▸ Texto fornecido
******

18/04/18 11h56

Crédito cooperativo cresce 15% em 2017

Valor Econômico

Enquanto o crédito bancário encolheu no ano passado pelo terceiro ano seguido em termos reais, os empréstimos nas cooperativas tiveram expansão de 15% em 2017, para R$ 92,5 bilhões. O segmento terminou o ano passado com 9,2 milhões de associados, 5,8 mil pontos de atendimento - maior que a rede do Banco do Brasil, com 4,8 mil -, e uma fatia de 4,6% dos depósitos do Sistema Financeiro Nacional (SFN), ou R$ 129 bilhões.

Entre as razões para a expansão do cooperativismo estão a melhora na segurança, depois da instituição do Fundo Garantidor do Cooperativismo de Crédito (FGCoop), o aumento da governança e a maior competitividade em taxas e tarifas em relação aos bancos tradicionais. Além disso, o movimento de desbancarização e o surgimento de "fintechs" também favoreceram os bancos cooperativos, em que o lucro é devolvido ao cliente, na medida do uso dos serviços. O próprio presidente do Banco Central, Ilan Goldfajn, tem citado o estímulo às cooperativas e bancos menores como forma de incentivar a concorrência no setor.

A meta das cooperativas é disputar espaço com os grandes bancos e chegar a 10% de participação de mercado até 2025. No fim de 2017, o setor tinha uma fatia de 3,27% no crédito.

******

▸ Objetivo 1
Imprima na íntegra, sem alterar nada, o texto sobre o crescimento do crédito cooperativo em 2017.

******

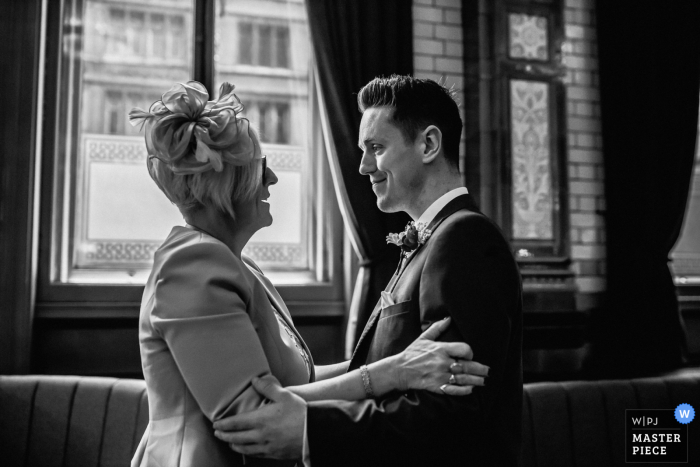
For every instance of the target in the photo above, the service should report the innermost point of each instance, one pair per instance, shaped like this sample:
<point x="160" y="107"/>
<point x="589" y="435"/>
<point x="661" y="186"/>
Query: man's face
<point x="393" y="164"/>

******

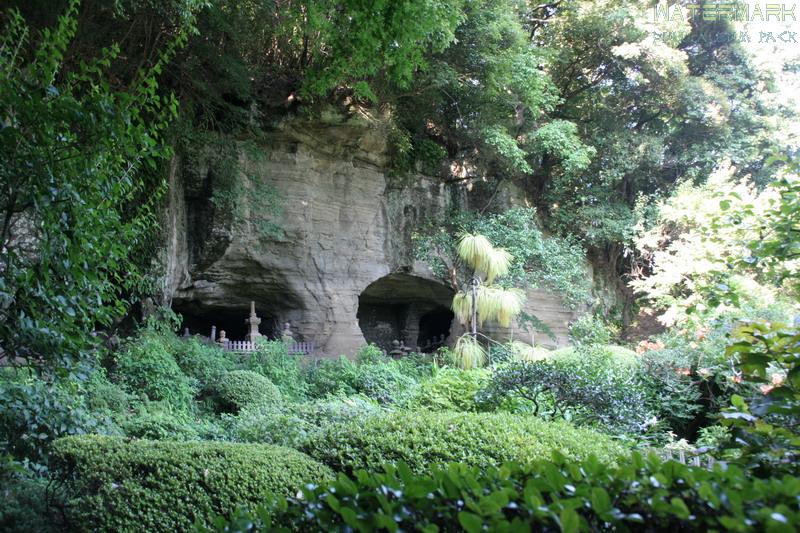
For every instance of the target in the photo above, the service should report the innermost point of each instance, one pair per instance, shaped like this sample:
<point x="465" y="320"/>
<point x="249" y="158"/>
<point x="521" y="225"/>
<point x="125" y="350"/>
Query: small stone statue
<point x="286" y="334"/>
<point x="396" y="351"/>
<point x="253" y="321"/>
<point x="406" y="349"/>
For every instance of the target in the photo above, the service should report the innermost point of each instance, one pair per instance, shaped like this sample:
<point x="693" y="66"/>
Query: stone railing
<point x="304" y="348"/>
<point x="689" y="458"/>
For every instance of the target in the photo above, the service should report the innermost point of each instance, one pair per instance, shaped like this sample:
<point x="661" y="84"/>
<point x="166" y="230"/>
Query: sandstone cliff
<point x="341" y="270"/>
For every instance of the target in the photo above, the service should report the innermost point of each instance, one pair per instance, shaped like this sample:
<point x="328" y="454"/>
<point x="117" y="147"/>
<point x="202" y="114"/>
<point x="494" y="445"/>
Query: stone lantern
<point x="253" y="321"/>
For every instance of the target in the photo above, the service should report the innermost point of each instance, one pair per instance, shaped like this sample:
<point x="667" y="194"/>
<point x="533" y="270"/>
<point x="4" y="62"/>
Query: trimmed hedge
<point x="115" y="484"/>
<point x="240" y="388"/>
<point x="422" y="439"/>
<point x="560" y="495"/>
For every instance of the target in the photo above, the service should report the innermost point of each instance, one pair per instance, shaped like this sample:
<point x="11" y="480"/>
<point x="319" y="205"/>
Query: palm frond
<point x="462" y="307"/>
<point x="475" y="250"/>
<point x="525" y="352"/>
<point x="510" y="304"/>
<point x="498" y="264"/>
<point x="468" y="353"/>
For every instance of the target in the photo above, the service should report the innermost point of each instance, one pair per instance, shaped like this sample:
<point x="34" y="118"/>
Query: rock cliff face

******

▸ Objetivo 2
Devolva cada linha da listagem em que aparece a palavra "cliff".

▸ Resultado do exercício 1
18/04/18 11h56

Crédito cooperativo cresce 15% em 2017

Valor Econômico

Enquanto o crédito bancário encolheu no ano passado pelo terceiro ano seguido em termos reais, os empréstimos nas cooperativas tiveram expansão de 15% em 2017, para R$ 92,5 bilhões. O segmento terminou o ano passado com 9,2 milhões de associados, 5,8 mil pontos de atendimento - maior que a rede do Banco do Brasil, com 4,8 mil -, e uma fatia de 4,6% dos depósitos do Sistema Financeiro Nacional (SFN), ou R$ 129 bilhões.

Entre as razões para a expansão do cooperativismo estão a melhora na segurança, depois da instituição do Fundo Garantidor do Cooperativismo de Crédito (FGCoop), o aumento da governança e a maior competitividade em taxas e tarifas em relação aos bancos tradicionais. Além disso, o movimento de desbancarização e o surgimento de "fintechs" também favoreceram os bancos cooperativos, em que o lucro é devolvido ao cliente, na medida do uso dos serviços. O próprio presidente do Banco Central, Ilan Goldfajn, tem citado o estímulo às cooperativas e bancos menores como forma de incentivar a concorrência no setor.

A meta das cooperativas é disputar espaço com os grandes bancos e chegar a 10% de participação de mercado até 2025. No fim de 2017, o setor tinha uma fatia de 3,27% no crédito.

▸ Resultado do exercício 2
Query: sandstone cliff
Query: rock cliff face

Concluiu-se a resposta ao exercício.